**DATA TO EXAMINE**

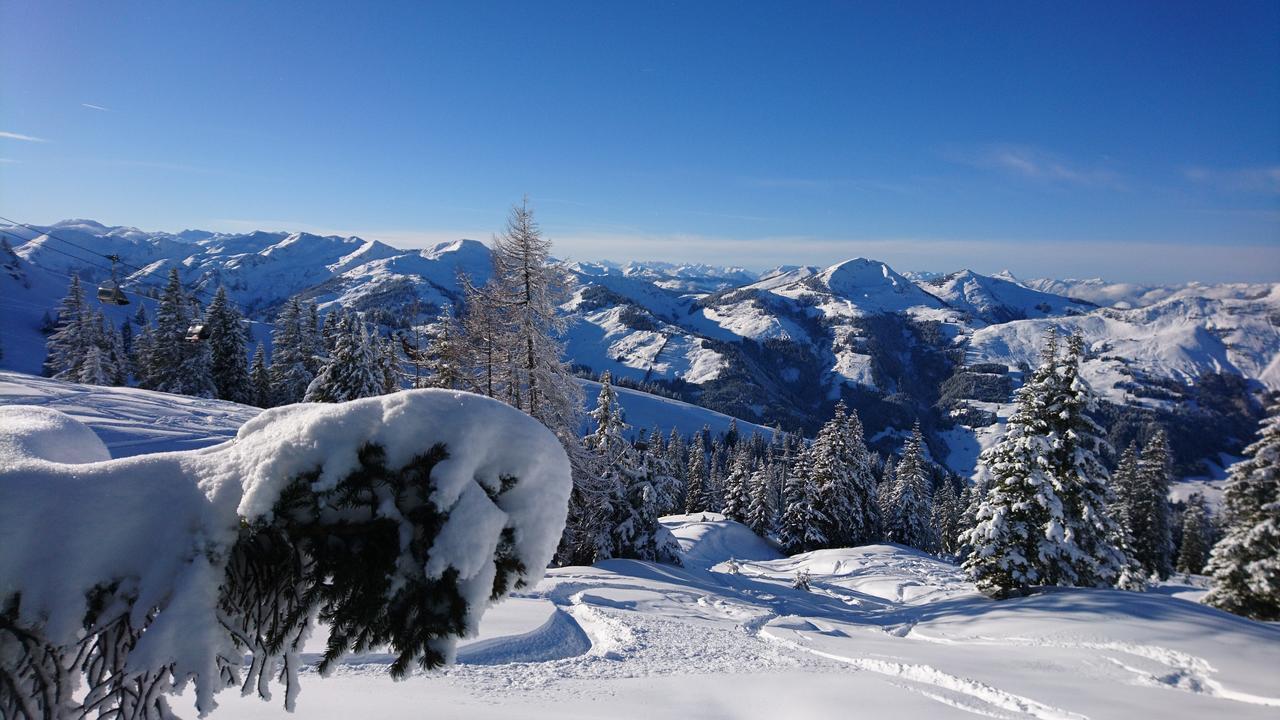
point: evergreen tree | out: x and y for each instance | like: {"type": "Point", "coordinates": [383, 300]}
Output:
{"type": "Point", "coordinates": [177, 364]}
{"type": "Point", "coordinates": [352, 372]}
{"type": "Point", "coordinates": [1244, 564]}
{"type": "Point", "coordinates": [737, 484]}
{"type": "Point", "coordinates": [1153, 547]}
{"type": "Point", "coordinates": [260, 378]}
{"type": "Point", "coordinates": [632, 528]}
{"type": "Point", "coordinates": [228, 358]}
{"type": "Point", "coordinates": [1197, 532]}
{"type": "Point", "coordinates": [910, 506]}
{"type": "Point", "coordinates": [92, 370]}
{"type": "Point", "coordinates": [946, 518]}
{"type": "Point", "coordinates": [289, 354]}
{"type": "Point", "coordinates": [1042, 520]}
{"type": "Point", "coordinates": [72, 337]}
{"type": "Point", "coordinates": [446, 352]}
{"type": "Point", "coordinates": [529, 290]}
{"type": "Point", "coordinates": [695, 497]}
{"type": "Point", "coordinates": [801, 522]}
{"type": "Point", "coordinates": [760, 513]}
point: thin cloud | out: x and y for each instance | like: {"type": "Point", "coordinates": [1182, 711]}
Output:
{"type": "Point", "coordinates": [1033, 164]}
{"type": "Point", "coordinates": [787, 183]}
{"type": "Point", "coordinates": [1265, 180]}
{"type": "Point", "coordinates": [22, 137]}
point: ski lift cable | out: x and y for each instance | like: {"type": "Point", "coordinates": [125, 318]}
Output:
{"type": "Point", "coordinates": [195, 291]}
{"type": "Point", "coordinates": [46, 233]}
{"type": "Point", "coordinates": [73, 274]}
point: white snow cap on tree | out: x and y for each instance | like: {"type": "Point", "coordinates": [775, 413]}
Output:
{"type": "Point", "coordinates": [159, 531]}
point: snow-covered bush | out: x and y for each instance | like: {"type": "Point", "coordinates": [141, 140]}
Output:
{"type": "Point", "coordinates": [394, 520]}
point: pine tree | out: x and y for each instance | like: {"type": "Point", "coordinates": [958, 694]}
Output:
{"type": "Point", "coordinates": [446, 352]}
{"type": "Point", "coordinates": [1042, 519]}
{"type": "Point", "coordinates": [289, 354]}
{"type": "Point", "coordinates": [352, 372]}
{"type": "Point", "coordinates": [177, 364]}
{"type": "Point", "coordinates": [801, 522]}
{"type": "Point", "coordinates": [760, 513]}
{"type": "Point", "coordinates": [632, 529]}
{"type": "Point", "coordinates": [1197, 531]}
{"type": "Point", "coordinates": [946, 518]}
{"type": "Point", "coordinates": [91, 370]}
{"type": "Point", "coordinates": [1153, 548]}
{"type": "Point", "coordinates": [69, 342]}
{"type": "Point", "coordinates": [228, 359]}
{"type": "Point", "coordinates": [529, 291]}
{"type": "Point", "coordinates": [910, 506]}
{"type": "Point", "coordinates": [695, 497]}
{"type": "Point", "coordinates": [1244, 564]}
{"type": "Point", "coordinates": [260, 378]}
{"type": "Point", "coordinates": [737, 484]}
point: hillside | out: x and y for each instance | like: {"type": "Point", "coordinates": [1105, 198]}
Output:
{"type": "Point", "coordinates": [778, 347]}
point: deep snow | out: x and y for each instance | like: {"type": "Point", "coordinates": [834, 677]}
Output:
{"type": "Point", "coordinates": [883, 632]}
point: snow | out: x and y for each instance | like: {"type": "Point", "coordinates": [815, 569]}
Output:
{"type": "Point", "coordinates": [165, 523]}
{"type": "Point", "coordinates": [895, 630]}
{"type": "Point", "coordinates": [726, 636]}
{"type": "Point", "coordinates": [45, 433]}
{"type": "Point", "coordinates": [129, 420]}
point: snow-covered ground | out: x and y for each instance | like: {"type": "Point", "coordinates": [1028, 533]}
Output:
{"type": "Point", "coordinates": [883, 630]}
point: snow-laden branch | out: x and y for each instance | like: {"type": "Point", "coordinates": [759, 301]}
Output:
{"type": "Point", "coordinates": [394, 519]}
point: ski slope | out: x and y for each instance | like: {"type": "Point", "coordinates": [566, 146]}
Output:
{"type": "Point", "coordinates": [885, 629]}
{"type": "Point", "coordinates": [882, 629]}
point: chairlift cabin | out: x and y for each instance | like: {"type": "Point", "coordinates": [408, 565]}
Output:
{"type": "Point", "coordinates": [110, 294]}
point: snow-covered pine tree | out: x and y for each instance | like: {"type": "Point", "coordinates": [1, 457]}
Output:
{"type": "Point", "coordinates": [737, 483]}
{"type": "Point", "coordinates": [311, 337]}
{"type": "Point", "coordinates": [530, 288]}
{"type": "Point", "coordinates": [177, 364]}
{"type": "Point", "coordinates": [353, 370]}
{"type": "Point", "coordinates": [801, 522]}
{"type": "Point", "coordinates": [1246, 561]}
{"type": "Point", "coordinates": [289, 354]}
{"type": "Point", "coordinates": [71, 340]}
{"type": "Point", "coordinates": [946, 518]}
{"type": "Point", "coordinates": [910, 518]}
{"type": "Point", "coordinates": [1153, 547]}
{"type": "Point", "coordinates": [260, 378]}
{"type": "Point", "coordinates": [388, 360]}
{"type": "Point", "coordinates": [227, 352]}
{"type": "Point", "coordinates": [1127, 496]}
{"type": "Point", "coordinates": [117, 351]}
{"type": "Point", "coordinates": [667, 486]}
{"type": "Point", "coordinates": [92, 370]}
{"type": "Point", "coordinates": [1042, 519]}
{"type": "Point", "coordinates": [695, 496]}
{"type": "Point", "coordinates": [1197, 533]}
{"type": "Point", "coordinates": [760, 513]}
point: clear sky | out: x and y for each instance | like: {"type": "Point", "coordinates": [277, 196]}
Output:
{"type": "Point", "coordinates": [1136, 140]}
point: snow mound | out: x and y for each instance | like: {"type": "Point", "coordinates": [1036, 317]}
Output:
{"type": "Point", "coordinates": [159, 531]}
{"type": "Point", "coordinates": [28, 431]}
{"type": "Point", "coordinates": [709, 538]}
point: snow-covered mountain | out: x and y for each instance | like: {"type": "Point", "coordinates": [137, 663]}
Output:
{"type": "Point", "coordinates": [773, 347]}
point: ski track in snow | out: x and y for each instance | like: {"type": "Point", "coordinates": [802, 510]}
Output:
{"type": "Point", "coordinates": [627, 619]}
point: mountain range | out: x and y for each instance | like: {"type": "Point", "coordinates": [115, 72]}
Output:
{"type": "Point", "coordinates": [773, 347]}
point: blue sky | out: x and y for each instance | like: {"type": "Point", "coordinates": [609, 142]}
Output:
{"type": "Point", "coordinates": [1128, 140]}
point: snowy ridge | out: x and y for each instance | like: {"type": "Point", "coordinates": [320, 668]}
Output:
{"type": "Point", "coordinates": [903, 632]}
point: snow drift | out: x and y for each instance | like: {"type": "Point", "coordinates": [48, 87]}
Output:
{"type": "Point", "coordinates": [396, 519]}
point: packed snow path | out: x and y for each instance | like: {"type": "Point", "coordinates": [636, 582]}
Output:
{"type": "Point", "coordinates": [882, 630]}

**WHAT YOU NEED TO DO**
Would you transcribe each of the entries exactly, skipping the pictures?

**RESULT OF THE TASK**
point: evergreen tree | out: x and y for each instance | like: {"type": "Point", "coordinates": [383, 300]}
Output:
{"type": "Point", "coordinates": [177, 364]}
{"type": "Point", "coordinates": [352, 372]}
{"type": "Point", "coordinates": [1244, 564]}
{"type": "Point", "coordinates": [737, 484]}
{"type": "Point", "coordinates": [1153, 547]}
{"type": "Point", "coordinates": [260, 378]}
{"type": "Point", "coordinates": [632, 528]}
{"type": "Point", "coordinates": [228, 358]}
{"type": "Point", "coordinates": [1197, 532]}
{"type": "Point", "coordinates": [910, 506]}
{"type": "Point", "coordinates": [92, 370]}
{"type": "Point", "coordinates": [946, 518]}
{"type": "Point", "coordinates": [289, 354]}
{"type": "Point", "coordinates": [1042, 520]}
{"type": "Point", "coordinates": [72, 337]}
{"type": "Point", "coordinates": [446, 352]}
{"type": "Point", "coordinates": [529, 290]}
{"type": "Point", "coordinates": [695, 497]}
{"type": "Point", "coordinates": [801, 522]}
{"type": "Point", "coordinates": [760, 513]}
point: thin cloud | out: x and y for each instance | like: {"type": "Point", "coordinates": [1182, 711]}
Output:
{"type": "Point", "coordinates": [1033, 164]}
{"type": "Point", "coordinates": [787, 183]}
{"type": "Point", "coordinates": [1265, 180]}
{"type": "Point", "coordinates": [22, 137]}
point: ski lift cable | out: x and y for each instance | like: {"type": "Point", "coordinates": [125, 318]}
Output:
{"type": "Point", "coordinates": [195, 291]}
{"type": "Point", "coordinates": [46, 233]}
{"type": "Point", "coordinates": [73, 274]}
point: white snow cap on tree | out: x and y for each instance | like: {"type": "Point", "coordinates": [775, 413]}
Output:
{"type": "Point", "coordinates": [159, 531]}
point: snow-covered bush | out: x and y for each instance | like: {"type": "Point", "coordinates": [141, 140]}
Output:
{"type": "Point", "coordinates": [394, 520]}
point: pine tree | out: x and y for each instance | like: {"type": "Point", "coordinates": [958, 694]}
Output:
{"type": "Point", "coordinates": [446, 352]}
{"type": "Point", "coordinates": [1042, 519]}
{"type": "Point", "coordinates": [289, 354]}
{"type": "Point", "coordinates": [352, 372]}
{"type": "Point", "coordinates": [177, 364]}
{"type": "Point", "coordinates": [801, 522]}
{"type": "Point", "coordinates": [760, 513]}
{"type": "Point", "coordinates": [632, 529]}
{"type": "Point", "coordinates": [1197, 531]}
{"type": "Point", "coordinates": [946, 518]}
{"type": "Point", "coordinates": [91, 370]}
{"type": "Point", "coordinates": [1153, 548]}
{"type": "Point", "coordinates": [69, 342]}
{"type": "Point", "coordinates": [228, 359]}
{"type": "Point", "coordinates": [529, 291]}
{"type": "Point", "coordinates": [910, 506]}
{"type": "Point", "coordinates": [695, 497]}
{"type": "Point", "coordinates": [1244, 564]}
{"type": "Point", "coordinates": [260, 378]}
{"type": "Point", "coordinates": [737, 484]}
point: hillside | out: x and y for each instance | like: {"type": "Point", "coordinates": [1105, 198]}
Output:
{"type": "Point", "coordinates": [778, 347]}
point: deep snow | out: x and y for each instance | like: {"type": "Point", "coordinates": [834, 677]}
Output:
{"type": "Point", "coordinates": [883, 632]}
point: snow | out: x and y for each instance | like: {"type": "Point", "coordinates": [815, 569]}
Output:
{"type": "Point", "coordinates": [165, 523]}
{"type": "Point", "coordinates": [895, 630]}
{"type": "Point", "coordinates": [726, 636]}
{"type": "Point", "coordinates": [45, 433]}
{"type": "Point", "coordinates": [129, 420]}
point: snow-covered ground | out: x and y for each instance | like: {"type": "Point", "coordinates": [1028, 533]}
Output:
{"type": "Point", "coordinates": [883, 630]}
point: snow-laden branch | out: x and y for each instance | like: {"type": "Point", "coordinates": [759, 301]}
Output:
{"type": "Point", "coordinates": [394, 519]}
point: ski slope | out: x and y for each instance | like: {"type": "Point", "coordinates": [566, 146]}
Output:
{"type": "Point", "coordinates": [885, 629]}
{"type": "Point", "coordinates": [882, 629]}
point: chairlift cabin | out: x and y for each instance | like: {"type": "Point", "coordinates": [408, 565]}
Output:
{"type": "Point", "coordinates": [110, 294]}
point: snow-covered pine tree | out: x and y for each instance | like: {"type": "Point", "coordinates": [1, 457]}
Output:
{"type": "Point", "coordinates": [737, 483]}
{"type": "Point", "coordinates": [311, 337]}
{"type": "Point", "coordinates": [530, 288]}
{"type": "Point", "coordinates": [177, 364]}
{"type": "Point", "coordinates": [353, 370]}
{"type": "Point", "coordinates": [801, 522]}
{"type": "Point", "coordinates": [1246, 561]}
{"type": "Point", "coordinates": [289, 354]}
{"type": "Point", "coordinates": [71, 340]}
{"type": "Point", "coordinates": [946, 518]}
{"type": "Point", "coordinates": [910, 518]}
{"type": "Point", "coordinates": [1153, 547]}
{"type": "Point", "coordinates": [260, 378]}
{"type": "Point", "coordinates": [388, 360]}
{"type": "Point", "coordinates": [227, 352]}
{"type": "Point", "coordinates": [1127, 496]}
{"type": "Point", "coordinates": [117, 351]}
{"type": "Point", "coordinates": [667, 486]}
{"type": "Point", "coordinates": [92, 370]}
{"type": "Point", "coordinates": [1042, 519]}
{"type": "Point", "coordinates": [695, 496]}
{"type": "Point", "coordinates": [1197, 533]}
{"type": "Point", "coordinates": [760, 513]}
point: clear sky | out: x and y for each instance | like: {"type": "Point", "coordinates": [277, 196]}
Output:
{"type": "Point", "coordinates": [1136, 140]}
point: snow mound | out: x and y for each instance | like: {"type": "Point", "coordinates": [1036, 317]}
Output:
{"type": "Point", "coordinates": [159, 531]}
{"type": "Point", "coordinates": [28, 431]}
{"type": "Point", "coordinates": [709, 538]}
point: snow-covered mountain | out: x and y for each instance | like: {"type": "Point", "coordinates": [137, 663]}
Output:
{"type": "Point", "coordinates": [773, 347]}
point: ski track in snow | out: x and y for each instance | like: {"type": "Point", "coordinates": [802, 510]}
Output:
{"type": "Point", "coordinates": [627, 619]}
point: mountain range | out: x and y for each instance | like: {"type": "Point", "coordinates": [115, 72]}
Output:
{"type": "Point", "coordinates": [773, 347]}
point: blue sky | out: x and y for each instance | like: {"type": "Point", "coordinates": [609, 142]}
Output:
{"type": "Point", "coordinates": [1128, 140]}
point: snowy ridge | out: x and y for each instance | like: {"type": "Point", "coordinates": [320, 668]}
Output:
{"type": "Point", "coordinates": [903, 632]}
point: snow drift | out: x and y for each instance | like: {"type": "Point", "coordinates": [48, 87]}
Output:
{"type": "Point", "coordinates": [396, 519]}
point: packed snow path | out: x and y for each instance | like: {"type": "Point", "coordinates": [636, 582]}
Output:
{"type": "Point", "coordinates": [882, 630]}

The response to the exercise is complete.